*Instructions to follow*
Which rows run from the line with "Where can the player" up to and including the line with "Where can the white sideline"? Reproduce only those, changing "white sideline marking" to "white boundary line" and leaving everything else untouched.

*Data entries*
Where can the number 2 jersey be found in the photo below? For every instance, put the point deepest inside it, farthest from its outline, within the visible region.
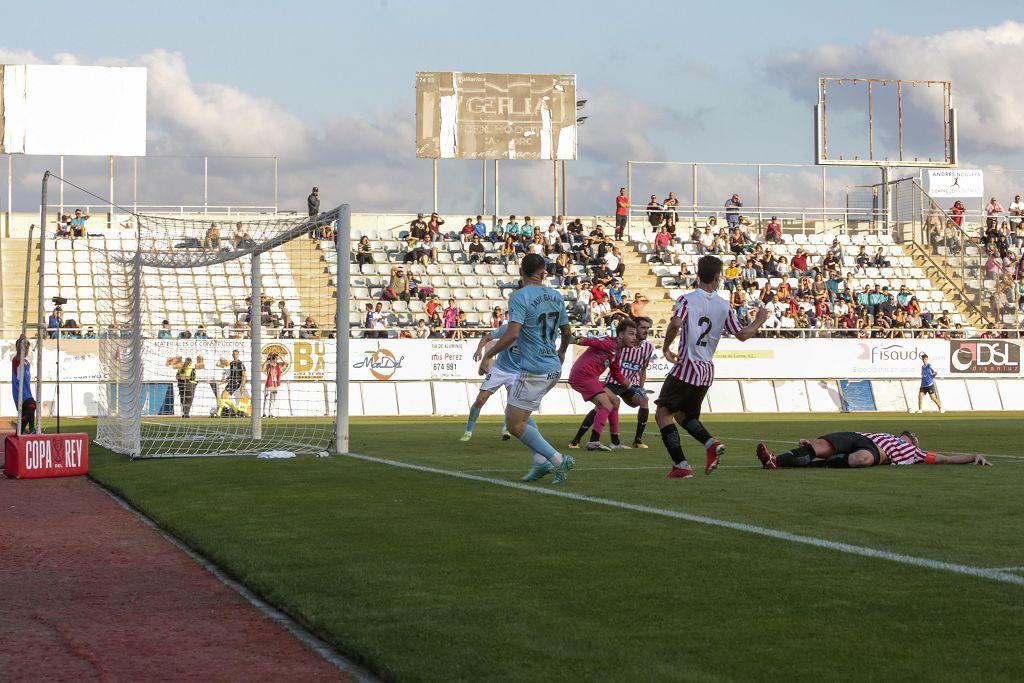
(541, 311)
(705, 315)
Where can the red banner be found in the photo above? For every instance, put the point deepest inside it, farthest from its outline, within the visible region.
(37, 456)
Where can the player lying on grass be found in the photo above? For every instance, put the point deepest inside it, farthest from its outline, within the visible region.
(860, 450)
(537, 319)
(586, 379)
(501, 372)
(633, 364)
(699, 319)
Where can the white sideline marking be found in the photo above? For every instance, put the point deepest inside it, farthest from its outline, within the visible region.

---

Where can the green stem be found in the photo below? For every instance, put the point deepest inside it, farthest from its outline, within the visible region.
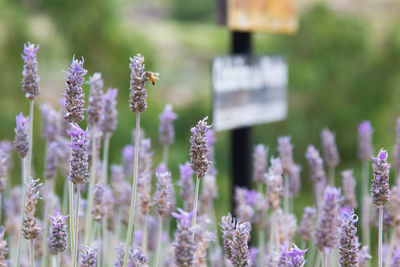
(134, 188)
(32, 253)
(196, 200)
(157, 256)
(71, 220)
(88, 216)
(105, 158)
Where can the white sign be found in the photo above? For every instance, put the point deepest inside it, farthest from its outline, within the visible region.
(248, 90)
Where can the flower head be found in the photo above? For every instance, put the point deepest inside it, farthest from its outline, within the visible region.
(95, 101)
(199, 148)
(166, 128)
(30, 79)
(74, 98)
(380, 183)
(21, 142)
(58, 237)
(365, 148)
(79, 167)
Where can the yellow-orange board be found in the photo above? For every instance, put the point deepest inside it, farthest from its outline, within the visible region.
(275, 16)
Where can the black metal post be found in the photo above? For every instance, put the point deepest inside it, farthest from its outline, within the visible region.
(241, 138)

---

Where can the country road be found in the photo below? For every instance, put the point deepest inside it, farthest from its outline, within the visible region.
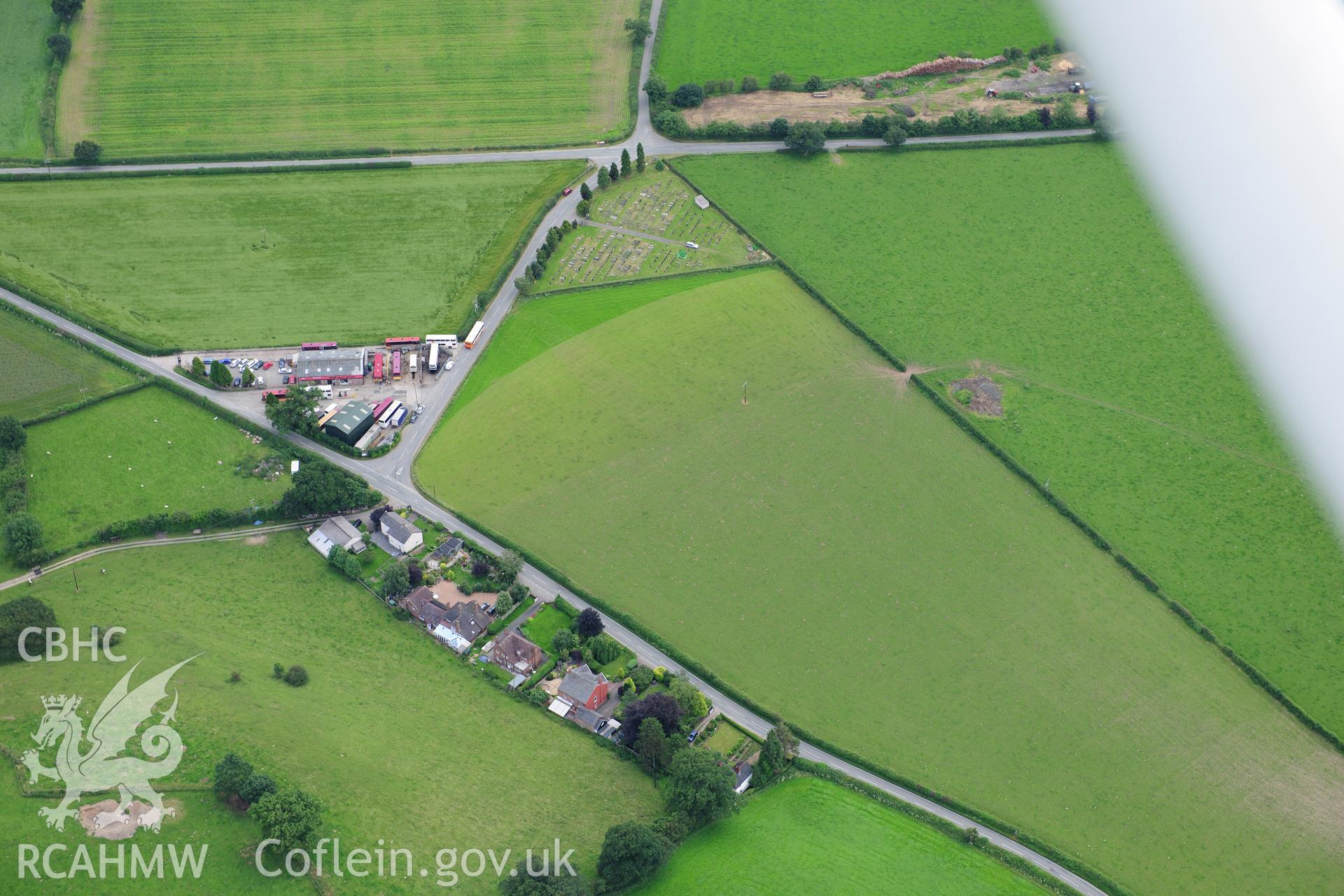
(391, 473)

*Full solution*
Where can the player lying on grass be found in the photo above? For every instance, put the point deepest inside it, farthest from its outline, within the visible region.
(860, 450)
(537, 319)
(586, 379)
(501, 372)
(633, 364)
(699, 319)
Where can the white boundary line be found in the photo above? For every instance, put the point deepest inside it, farthest from its outline, within the visible region.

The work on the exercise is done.